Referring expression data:
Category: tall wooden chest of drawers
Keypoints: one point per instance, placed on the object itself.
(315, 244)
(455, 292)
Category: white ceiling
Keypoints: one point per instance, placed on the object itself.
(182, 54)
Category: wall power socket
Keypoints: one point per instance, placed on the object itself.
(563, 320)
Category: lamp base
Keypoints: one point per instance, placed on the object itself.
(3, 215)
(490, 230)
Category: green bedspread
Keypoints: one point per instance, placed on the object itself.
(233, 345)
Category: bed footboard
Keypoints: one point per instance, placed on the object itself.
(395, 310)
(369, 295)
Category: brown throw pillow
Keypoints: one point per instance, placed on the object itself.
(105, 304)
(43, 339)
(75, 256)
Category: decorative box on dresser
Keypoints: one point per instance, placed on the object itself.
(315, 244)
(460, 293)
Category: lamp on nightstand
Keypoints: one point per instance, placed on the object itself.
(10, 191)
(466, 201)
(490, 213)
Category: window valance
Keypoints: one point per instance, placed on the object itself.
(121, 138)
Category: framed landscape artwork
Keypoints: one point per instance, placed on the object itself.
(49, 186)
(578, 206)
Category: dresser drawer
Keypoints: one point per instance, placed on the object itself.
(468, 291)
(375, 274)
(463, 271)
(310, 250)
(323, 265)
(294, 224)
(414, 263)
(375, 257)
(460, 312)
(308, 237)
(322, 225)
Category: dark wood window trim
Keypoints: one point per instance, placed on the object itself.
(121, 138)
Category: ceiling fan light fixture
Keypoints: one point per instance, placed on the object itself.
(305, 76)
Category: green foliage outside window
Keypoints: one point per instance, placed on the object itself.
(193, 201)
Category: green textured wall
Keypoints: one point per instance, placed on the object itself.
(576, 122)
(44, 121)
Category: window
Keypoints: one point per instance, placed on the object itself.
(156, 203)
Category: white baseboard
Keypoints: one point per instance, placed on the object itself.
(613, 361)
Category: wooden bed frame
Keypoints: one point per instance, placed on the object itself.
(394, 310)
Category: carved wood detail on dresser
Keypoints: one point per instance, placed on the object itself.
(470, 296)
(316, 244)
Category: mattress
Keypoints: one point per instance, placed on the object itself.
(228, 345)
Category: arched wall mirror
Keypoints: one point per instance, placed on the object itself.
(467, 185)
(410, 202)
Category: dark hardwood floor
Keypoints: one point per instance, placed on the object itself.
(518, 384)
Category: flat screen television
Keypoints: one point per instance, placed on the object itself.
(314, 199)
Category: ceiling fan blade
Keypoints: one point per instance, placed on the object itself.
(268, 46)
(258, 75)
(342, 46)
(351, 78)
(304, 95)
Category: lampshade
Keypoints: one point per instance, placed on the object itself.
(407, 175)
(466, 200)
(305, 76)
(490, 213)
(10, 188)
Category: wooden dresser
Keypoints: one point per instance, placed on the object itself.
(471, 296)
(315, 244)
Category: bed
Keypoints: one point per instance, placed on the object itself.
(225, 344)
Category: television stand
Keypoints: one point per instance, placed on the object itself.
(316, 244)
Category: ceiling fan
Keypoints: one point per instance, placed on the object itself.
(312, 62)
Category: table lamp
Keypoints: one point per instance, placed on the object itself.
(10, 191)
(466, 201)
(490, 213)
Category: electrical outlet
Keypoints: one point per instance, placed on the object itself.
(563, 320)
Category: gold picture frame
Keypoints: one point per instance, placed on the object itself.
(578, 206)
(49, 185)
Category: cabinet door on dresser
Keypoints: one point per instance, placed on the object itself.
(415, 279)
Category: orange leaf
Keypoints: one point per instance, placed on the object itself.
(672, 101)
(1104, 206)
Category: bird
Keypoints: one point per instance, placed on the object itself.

-- The task --
Your answer must be the data above, copied exactly from its first line through the line containing "Category: green bedspread", and nothing more.

-- Solution --
Category: tall wooden chest of drawers
Keypoints: one point per instance, placed on the object itself.
(315, 244)
(455, 292)
Category: white ceiling
Keypoints: one point per instance, placed on the object itself.
(182, 54)
Category: wall power socket
Keypoints: one point per instance, placed on the object itself.
(563, 320)
Category: lamp base
Keypoints: one point per instance, placed on the object itself.
(3, 215)
(490, 230)
Category: green bedspread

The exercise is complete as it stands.